Retype exactly the lines from the one holding "Note: one point per instance of the misty" through the final line of the data, both included.

Study material START

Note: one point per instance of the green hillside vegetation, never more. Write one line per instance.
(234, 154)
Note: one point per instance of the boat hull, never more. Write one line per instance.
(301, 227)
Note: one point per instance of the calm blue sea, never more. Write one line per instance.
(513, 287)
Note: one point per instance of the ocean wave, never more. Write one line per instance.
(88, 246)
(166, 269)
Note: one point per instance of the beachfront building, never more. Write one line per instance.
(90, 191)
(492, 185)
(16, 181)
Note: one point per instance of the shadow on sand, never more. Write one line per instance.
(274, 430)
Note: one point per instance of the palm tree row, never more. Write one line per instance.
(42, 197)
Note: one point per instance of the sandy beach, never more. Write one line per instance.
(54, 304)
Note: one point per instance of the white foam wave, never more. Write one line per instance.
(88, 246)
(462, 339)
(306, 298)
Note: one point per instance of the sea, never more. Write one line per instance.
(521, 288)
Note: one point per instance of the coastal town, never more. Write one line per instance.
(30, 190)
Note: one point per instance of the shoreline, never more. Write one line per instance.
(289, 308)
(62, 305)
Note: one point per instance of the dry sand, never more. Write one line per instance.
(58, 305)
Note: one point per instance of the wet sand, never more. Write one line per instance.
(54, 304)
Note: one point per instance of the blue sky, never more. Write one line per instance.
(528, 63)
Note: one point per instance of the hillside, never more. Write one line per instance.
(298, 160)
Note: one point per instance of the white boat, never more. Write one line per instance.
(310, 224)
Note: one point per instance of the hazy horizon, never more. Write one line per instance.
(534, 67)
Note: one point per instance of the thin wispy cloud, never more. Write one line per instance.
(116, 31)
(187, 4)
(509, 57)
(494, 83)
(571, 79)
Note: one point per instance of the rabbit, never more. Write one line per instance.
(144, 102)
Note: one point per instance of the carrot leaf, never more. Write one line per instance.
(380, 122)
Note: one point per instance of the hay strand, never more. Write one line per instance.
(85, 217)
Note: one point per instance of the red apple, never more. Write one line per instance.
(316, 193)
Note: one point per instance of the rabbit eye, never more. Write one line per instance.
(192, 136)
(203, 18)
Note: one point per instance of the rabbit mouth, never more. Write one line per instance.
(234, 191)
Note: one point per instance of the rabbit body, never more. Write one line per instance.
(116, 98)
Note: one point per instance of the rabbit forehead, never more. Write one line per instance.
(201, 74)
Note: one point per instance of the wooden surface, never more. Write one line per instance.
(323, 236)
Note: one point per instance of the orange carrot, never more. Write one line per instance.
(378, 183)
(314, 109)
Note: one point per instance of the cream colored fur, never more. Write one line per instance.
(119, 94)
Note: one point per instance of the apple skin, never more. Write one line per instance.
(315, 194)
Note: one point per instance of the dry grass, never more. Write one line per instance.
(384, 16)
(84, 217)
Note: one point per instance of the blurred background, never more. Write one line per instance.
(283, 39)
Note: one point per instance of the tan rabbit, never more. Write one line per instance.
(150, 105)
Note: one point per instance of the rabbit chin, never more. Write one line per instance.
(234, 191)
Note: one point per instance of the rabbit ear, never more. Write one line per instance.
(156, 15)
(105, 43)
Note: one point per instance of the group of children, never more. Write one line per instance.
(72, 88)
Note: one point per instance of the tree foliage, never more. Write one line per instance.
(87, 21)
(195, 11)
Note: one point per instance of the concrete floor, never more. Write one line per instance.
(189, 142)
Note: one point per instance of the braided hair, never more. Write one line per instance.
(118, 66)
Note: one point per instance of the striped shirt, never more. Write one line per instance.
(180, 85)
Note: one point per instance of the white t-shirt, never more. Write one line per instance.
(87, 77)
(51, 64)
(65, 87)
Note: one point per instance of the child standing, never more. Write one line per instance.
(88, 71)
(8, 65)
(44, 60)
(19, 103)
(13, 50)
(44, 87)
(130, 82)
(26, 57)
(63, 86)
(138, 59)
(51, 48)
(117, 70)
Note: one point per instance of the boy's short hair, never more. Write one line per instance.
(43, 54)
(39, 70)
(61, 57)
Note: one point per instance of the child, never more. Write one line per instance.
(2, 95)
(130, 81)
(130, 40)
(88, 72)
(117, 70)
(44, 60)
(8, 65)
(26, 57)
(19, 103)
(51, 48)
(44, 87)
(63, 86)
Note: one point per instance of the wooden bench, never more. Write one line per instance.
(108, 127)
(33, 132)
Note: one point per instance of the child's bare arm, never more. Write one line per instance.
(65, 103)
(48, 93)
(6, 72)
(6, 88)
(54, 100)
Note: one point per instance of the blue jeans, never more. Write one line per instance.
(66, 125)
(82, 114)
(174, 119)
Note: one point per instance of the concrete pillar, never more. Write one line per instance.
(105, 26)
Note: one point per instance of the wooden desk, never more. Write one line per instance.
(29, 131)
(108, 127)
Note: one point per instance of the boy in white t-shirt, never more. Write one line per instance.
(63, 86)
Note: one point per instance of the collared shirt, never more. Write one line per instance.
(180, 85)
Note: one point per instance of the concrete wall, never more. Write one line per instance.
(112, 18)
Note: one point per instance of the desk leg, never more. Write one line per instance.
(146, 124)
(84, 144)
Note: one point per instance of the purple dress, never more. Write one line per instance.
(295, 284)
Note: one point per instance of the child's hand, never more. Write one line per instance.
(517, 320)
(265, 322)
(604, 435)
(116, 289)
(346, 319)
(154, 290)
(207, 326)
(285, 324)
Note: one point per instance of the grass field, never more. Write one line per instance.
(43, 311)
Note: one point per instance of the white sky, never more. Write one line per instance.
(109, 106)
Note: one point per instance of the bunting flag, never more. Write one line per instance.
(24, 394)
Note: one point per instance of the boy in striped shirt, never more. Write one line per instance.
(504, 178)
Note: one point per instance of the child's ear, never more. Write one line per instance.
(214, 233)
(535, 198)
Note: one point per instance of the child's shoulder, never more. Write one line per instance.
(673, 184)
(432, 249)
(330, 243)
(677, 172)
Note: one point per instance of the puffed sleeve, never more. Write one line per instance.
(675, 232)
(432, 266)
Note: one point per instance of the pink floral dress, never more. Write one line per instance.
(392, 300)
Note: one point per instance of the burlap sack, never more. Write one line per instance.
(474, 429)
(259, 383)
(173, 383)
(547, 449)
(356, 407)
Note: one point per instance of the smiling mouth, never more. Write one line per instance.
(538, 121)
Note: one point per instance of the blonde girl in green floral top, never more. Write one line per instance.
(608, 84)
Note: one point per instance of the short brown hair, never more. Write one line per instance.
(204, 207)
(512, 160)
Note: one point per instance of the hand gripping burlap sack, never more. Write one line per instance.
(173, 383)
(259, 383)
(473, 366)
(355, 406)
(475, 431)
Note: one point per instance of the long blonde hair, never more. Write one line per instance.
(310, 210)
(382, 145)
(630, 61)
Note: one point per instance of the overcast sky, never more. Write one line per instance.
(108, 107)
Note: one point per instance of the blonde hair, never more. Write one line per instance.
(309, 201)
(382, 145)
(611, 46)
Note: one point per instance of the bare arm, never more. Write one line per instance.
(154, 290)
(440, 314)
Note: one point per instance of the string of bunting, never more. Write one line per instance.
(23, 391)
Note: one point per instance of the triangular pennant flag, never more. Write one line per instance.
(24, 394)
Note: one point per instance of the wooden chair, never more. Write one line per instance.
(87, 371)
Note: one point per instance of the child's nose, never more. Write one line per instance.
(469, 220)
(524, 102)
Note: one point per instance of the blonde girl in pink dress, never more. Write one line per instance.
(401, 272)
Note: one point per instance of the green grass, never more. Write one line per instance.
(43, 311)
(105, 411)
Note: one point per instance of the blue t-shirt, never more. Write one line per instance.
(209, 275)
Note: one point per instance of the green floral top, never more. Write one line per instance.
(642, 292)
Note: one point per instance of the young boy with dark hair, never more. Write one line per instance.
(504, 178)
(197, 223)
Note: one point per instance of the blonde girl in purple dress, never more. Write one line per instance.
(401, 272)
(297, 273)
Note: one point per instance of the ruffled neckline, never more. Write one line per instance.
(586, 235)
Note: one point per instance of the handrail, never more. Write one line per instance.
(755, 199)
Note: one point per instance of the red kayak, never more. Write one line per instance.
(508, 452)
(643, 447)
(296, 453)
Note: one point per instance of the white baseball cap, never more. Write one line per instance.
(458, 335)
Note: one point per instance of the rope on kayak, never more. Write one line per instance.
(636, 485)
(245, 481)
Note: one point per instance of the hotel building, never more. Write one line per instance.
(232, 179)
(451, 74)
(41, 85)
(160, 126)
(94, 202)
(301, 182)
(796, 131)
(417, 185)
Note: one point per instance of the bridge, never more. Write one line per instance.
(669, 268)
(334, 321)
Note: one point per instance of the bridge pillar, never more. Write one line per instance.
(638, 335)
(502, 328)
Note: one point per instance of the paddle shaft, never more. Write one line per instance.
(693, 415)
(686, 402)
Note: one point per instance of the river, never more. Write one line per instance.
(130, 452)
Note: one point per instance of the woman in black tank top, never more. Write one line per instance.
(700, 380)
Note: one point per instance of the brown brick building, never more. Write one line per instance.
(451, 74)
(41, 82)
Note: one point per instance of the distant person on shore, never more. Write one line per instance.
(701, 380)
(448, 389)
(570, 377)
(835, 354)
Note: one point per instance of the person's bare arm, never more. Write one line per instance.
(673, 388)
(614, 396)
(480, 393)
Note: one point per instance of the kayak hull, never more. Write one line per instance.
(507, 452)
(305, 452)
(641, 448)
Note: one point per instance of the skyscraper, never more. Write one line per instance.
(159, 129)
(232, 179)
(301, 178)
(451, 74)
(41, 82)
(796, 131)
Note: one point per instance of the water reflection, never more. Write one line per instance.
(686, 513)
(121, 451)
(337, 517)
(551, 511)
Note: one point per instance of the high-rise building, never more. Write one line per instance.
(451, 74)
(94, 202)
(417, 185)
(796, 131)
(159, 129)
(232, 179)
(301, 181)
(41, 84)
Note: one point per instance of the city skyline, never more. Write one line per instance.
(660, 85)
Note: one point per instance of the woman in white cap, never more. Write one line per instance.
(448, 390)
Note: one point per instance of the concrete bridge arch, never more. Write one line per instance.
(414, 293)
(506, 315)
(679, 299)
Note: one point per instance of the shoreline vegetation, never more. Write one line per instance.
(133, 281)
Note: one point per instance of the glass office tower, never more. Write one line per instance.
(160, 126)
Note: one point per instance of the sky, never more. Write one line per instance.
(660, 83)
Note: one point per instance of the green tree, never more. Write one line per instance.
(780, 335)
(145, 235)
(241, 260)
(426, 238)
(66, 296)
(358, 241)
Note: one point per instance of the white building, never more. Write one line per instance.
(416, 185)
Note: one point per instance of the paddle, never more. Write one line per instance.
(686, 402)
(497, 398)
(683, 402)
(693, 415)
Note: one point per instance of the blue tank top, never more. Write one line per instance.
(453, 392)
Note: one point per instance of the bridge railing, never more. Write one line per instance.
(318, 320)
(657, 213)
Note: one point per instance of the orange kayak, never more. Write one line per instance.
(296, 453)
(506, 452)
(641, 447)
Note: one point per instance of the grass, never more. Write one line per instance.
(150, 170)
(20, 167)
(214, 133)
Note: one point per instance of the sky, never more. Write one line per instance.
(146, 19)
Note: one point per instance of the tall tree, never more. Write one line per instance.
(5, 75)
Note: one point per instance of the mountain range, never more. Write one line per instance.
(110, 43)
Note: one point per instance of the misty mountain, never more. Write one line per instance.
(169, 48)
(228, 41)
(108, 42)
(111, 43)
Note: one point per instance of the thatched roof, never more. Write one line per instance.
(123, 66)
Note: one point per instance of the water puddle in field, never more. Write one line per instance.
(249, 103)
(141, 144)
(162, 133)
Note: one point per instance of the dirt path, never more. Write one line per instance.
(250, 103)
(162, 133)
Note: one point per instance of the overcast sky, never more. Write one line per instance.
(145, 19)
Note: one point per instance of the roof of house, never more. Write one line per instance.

Study material END

• _Task response_
Note: one point per instance of the misty mountain, never more. Write one line per instance.
(169, 48)
(228, 41)
(108, 42)
(111, 43)
Note: one point per instance of the thatched roof, never more. Write one line per instance.
(123, 66)
Note: one point per instance of the water puddle in field, never more. Write one line per instance.
(249, 103)
(141, 144)
(162, 133)
Note: one point per instance of the dirt path, never more. Write one line per instance.
(250, 103)
(162, 133)
Note: one point per instance of the overcast sky, never more. Write one line per instance.
(145, 19)
Note: one point per instance of the roof of house, never more. Write one line per instance.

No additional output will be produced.